JOB 1 - Reproduce the part of the records that opens with the line containing "Record the location of each instance of the river" and runs through the end of the records, copying each line without change.

TEXT SECTION -
Post by Venturi on May 14, 2005 10:51:50 GMT -5
Coolant in an engine must do three things: carry heat to the radiator, prevent freezing and protect against corrosion. The glycol-based coolants on the market today can handle the first two tasks almost indefinitely, but corrosion protection relies on chemicals in the coolant that are eventually consumed as they do their job. Corrosion protection has always been a chemical balancing act, and with so many different types of coolant to choose from, it’s getting easy to inadvertently tip the balance the wrong way during cooling system service. Fortunately, it’s not hard to make the right choices, if the technician knows what to look for.
While there are some minor variations, three basic types of coolant are available today: inorganic additive technology (IAT), organic additive technology (OAT) and hybrid organic additive technology (HOAT). To some extent, each will work in any cooling system, but each has been developed to meet car manufacturers’ specific needs for warranty and/or maintenance intervals. Filling a vehicle that was designed for one type of coolant with another type can sometimes cause problems, and the same corrosion protection as the factory fill shouldn’t be expected.
So what happens when coolant that is different from what’s already in the system is added? What happens when a system is drained and refilled with a different coolant? How does one decide which coolant to use?
Corrosion inhibitors
The IAT coolants have been around for generations. They contain silicates that form a protective barrier on everything in the cooling system, even rubber hoses. The newer OAT coolants work very differently. Aluminum and ferrous metals form a surface-layer of corrosion in the presence of moisture, even the little bit of moisture in the air. OAT coolants anneal this metal-oxide layer into a thin surface coating that protects against further corrosion. With either type of inhibitor, there must be enough in the coolant solution to occasionally re-establish the barrier as needed.
Silicates plate out quickly on metal engine parts; thus, the silicates in a coolant solution can drop to less than 20 percent of the starting level in less than 10,000 miles. Another problem with silicates is that, under certain conditions, they can drop out of the solution and form minute deposits.
If this occurs between a shaft and seal, the resulting abrasion will eventually cause a leak. In a cooling system that turns off coolant flow to the heater core when the heater is not in use, silicates can form a gummy deposit that, over the course of a summer season, might clog the core tubes.
So why even use silicates? Because they’re really good at what they do, especially in iron block/aluminum head engines. That’s why some manufacturers still specify using coolants with silicate corrosion inhibitors. It took almost 20 years of OAT development to make a coolant that would effectively protect against corrosion without using silicates at all.
Some of those intermediate products are still in use today. These are the hybrid coolants (HOAT) that use both silicate and organic acid corrosion inhibitors, and one of them is currently the factory fill on all Ford and Chrysler vehicles with gasoline engines. Even in today’s IAT coolants, the silicate concentration has been reduced to only 250 parts per million (PPM), which still provides excellent protection when used as directed.
Those last two words, “as directed,” are more important now than ever, because it’s difficult to know which coolant technology belongs in which vehicle. Look up the coolant specifications in a factory manual or information system, and you’re most likely to see a part number or proprietary name such as “Toyota engine coolant or equivalent.” Because few independent shops buy their coolant from auto dealers, most techs have come to rely on color to identify the coolant.

JOB 2 - List the three basic types of coolant that the coolant post names, each with its abbreviation.

GIVEN RECORDS -
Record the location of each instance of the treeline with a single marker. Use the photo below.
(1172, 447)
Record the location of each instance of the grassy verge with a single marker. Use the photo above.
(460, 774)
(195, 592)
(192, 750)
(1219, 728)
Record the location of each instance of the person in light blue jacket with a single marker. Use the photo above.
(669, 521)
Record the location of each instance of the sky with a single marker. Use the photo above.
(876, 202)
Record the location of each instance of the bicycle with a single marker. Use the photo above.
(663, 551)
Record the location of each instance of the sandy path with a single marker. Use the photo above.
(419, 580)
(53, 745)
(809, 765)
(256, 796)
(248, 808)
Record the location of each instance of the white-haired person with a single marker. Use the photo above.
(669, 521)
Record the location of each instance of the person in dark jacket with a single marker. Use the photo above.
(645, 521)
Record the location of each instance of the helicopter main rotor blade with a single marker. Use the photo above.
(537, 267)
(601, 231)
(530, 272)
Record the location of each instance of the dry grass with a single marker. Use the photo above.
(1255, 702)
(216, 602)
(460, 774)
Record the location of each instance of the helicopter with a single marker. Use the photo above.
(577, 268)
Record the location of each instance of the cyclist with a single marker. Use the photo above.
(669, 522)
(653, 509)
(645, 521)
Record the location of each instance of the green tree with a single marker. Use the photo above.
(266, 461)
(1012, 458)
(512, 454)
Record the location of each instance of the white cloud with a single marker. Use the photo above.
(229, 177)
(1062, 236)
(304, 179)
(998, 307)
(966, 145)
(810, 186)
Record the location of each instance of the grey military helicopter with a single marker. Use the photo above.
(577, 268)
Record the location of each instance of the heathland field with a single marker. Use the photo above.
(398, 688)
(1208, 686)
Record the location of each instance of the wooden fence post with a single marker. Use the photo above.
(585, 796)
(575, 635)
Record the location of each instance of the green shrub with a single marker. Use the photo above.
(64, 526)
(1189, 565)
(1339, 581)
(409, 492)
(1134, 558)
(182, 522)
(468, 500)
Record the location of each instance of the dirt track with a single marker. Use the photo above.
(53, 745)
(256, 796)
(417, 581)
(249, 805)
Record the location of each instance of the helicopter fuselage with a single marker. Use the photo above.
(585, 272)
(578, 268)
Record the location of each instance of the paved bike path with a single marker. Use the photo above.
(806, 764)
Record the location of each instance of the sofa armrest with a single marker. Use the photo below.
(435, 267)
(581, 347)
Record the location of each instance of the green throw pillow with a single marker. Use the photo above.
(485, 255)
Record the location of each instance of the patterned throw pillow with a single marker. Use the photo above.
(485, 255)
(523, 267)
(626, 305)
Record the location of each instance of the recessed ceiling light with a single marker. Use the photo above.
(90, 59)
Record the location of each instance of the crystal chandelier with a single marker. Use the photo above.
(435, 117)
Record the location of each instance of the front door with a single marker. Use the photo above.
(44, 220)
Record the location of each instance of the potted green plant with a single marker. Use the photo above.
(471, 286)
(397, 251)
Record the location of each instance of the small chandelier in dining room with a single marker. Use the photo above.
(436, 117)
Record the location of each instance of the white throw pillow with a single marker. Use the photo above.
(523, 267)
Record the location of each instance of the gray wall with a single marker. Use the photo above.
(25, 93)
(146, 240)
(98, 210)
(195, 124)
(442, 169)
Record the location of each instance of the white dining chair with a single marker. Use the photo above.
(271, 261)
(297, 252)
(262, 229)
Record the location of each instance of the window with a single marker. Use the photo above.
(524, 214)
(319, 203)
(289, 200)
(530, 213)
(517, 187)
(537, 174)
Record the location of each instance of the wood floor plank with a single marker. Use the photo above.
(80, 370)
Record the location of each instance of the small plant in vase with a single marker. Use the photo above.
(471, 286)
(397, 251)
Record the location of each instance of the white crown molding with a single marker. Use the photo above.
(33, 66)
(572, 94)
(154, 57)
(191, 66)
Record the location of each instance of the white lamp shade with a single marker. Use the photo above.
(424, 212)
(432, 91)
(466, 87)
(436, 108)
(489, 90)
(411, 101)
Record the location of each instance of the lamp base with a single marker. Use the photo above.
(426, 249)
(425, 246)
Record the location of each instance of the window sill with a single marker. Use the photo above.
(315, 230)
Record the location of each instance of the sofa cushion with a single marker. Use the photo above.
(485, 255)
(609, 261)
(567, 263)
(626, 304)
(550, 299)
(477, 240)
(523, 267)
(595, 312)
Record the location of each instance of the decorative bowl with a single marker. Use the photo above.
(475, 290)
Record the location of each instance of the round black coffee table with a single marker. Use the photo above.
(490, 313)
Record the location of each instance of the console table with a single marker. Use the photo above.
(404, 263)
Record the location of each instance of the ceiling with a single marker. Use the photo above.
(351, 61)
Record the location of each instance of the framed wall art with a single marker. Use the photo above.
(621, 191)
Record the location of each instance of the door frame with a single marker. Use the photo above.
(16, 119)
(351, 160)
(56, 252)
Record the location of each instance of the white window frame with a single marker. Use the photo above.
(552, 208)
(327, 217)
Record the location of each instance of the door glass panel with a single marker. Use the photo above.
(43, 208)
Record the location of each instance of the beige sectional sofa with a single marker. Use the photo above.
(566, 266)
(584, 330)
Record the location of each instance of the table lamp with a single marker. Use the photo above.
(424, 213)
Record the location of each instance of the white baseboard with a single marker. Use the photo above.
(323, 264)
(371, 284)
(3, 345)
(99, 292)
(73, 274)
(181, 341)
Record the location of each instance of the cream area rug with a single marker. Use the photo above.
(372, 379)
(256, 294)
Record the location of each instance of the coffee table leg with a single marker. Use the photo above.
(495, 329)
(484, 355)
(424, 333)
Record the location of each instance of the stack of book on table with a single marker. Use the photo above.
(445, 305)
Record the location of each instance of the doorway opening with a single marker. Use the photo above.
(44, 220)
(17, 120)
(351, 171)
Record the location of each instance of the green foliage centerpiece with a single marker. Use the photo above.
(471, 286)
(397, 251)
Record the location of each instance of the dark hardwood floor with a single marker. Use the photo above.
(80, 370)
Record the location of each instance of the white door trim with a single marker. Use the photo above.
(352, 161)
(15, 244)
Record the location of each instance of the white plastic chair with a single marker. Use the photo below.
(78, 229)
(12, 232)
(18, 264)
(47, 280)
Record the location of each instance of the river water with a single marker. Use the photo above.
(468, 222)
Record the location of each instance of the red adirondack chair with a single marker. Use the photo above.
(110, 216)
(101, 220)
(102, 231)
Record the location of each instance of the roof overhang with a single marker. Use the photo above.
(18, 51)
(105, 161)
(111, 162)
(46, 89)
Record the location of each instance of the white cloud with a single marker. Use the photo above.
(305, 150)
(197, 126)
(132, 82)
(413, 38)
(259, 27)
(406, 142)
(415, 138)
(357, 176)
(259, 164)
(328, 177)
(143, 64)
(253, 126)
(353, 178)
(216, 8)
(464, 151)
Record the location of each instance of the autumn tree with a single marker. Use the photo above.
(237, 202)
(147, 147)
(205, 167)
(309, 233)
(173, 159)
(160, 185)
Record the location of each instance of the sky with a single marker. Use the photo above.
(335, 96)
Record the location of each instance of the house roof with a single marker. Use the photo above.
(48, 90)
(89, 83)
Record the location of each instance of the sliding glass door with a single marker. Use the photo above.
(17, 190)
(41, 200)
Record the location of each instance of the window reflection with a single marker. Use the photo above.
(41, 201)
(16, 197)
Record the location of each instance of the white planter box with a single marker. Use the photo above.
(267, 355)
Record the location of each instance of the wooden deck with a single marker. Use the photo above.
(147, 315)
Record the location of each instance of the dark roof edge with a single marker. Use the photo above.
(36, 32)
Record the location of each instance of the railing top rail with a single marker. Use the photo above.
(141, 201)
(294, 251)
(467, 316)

EXERCISE RESULT 1 -
Record the location of each instance of the river water with a single marker. Use the photo above.
(468, 222)
Record the location of each instance of the red adirondack chair with a single marker. Use the photo above.
(110, 216)
(101, 220)
(102, 231)
Record the location of each instance of the roof overhang with a single marker. Use the photo above.
(18, 51)
(105, 161)
(111, 162)
(46, 89)
Record the location of each instance of the white cloud with a single marker. Use the photo above.
(305, 150)
(197, 126)
(132, 82)
(413, 38)
(259, 27)
(406, 142)
(415, 138)
(357, 176)
(259, 164)
(328, 177)
(143, 64)
(253, 126)
(353, 178)
(216, 8)
(464, 151)
Record the location of each instance of the autumn tree with a single marker. Use the photo above.
(237, 202)
(147, 147)
(205, 167)
(309, 233)
(173, 159)
(160, 185)
Record the location of each instance of the sky with a single marker. Use the photo above.
(335, 96)
Record the location of each instance of the house roof with a single marker. Use the photo above.
(48, 90)
(89, 83)
Record the location of each instance of the sliding glass door with a single marker. Use the photo above.
(17, 190)
(41, 200)
Record the location of each instance of the window reflection with a single marker. Use the photo above.
(41, 201)
(16, 197)
Record the location of each instance of the white planter box with a single marker. Use the photo above.
(267, 355)
Record the location of each instance of the wooden deck with a single marker. Use the photo above.
(147, 315)
Record the location of each instance of the dark roof edge with a single marker. Use the photo above.
(36, 32)
Record the location of each instance of the railing top rail with a single marker. Use the photo above.
(141, 201)
(294, 251)
(467, 316)

EXERCISE RESULT 2 -
- Inorganic additive technology (IAT)
- Organic additive technology (OAT)
- Hybrid organic additive technology (HOAT)